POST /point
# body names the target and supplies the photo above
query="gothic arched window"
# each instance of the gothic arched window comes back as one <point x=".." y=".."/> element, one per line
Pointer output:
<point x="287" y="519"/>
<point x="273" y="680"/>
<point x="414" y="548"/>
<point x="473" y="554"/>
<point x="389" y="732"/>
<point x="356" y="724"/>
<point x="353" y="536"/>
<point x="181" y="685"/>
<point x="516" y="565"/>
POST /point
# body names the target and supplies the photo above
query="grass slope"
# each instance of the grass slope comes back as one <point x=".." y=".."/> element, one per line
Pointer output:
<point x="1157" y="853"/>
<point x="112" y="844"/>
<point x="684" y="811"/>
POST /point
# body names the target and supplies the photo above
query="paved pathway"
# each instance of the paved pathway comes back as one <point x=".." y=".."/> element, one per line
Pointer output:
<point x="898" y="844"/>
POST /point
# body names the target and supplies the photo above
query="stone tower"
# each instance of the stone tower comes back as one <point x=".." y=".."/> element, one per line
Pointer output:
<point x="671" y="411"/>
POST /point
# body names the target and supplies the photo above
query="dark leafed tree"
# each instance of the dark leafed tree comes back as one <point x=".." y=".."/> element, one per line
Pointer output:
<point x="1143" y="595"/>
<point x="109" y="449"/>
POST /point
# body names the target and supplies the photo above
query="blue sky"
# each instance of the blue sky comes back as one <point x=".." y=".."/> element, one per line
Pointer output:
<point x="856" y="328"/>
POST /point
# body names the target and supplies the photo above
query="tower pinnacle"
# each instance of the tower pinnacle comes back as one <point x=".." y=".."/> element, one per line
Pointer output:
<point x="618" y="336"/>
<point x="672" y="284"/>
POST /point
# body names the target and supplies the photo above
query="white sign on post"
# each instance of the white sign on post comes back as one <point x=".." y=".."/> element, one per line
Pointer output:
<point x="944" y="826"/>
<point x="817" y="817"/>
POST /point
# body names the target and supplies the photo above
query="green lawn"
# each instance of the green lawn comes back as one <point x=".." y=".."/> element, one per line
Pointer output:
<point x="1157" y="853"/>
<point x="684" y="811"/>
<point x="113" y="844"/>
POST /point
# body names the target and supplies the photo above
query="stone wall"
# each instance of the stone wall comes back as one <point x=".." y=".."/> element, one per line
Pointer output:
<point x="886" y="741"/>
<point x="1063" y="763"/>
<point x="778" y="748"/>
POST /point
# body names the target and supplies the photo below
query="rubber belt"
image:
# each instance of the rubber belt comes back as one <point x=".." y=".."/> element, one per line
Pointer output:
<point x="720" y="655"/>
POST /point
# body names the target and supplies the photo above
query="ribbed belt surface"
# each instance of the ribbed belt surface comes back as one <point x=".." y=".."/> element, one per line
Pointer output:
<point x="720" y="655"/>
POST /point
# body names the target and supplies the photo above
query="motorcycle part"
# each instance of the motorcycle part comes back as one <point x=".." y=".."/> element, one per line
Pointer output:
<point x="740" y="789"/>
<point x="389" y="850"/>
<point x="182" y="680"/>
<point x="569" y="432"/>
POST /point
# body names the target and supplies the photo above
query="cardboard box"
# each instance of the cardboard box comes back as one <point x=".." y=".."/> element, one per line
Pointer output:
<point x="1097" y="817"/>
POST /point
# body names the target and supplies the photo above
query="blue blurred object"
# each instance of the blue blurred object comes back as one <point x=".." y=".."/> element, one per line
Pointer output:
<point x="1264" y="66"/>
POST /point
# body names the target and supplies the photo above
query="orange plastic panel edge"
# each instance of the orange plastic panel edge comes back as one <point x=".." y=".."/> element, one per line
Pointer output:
· · · ·
What is the number of lines in the listing above that contain the word "wall"? Reply with that number alone.

### Expected output
2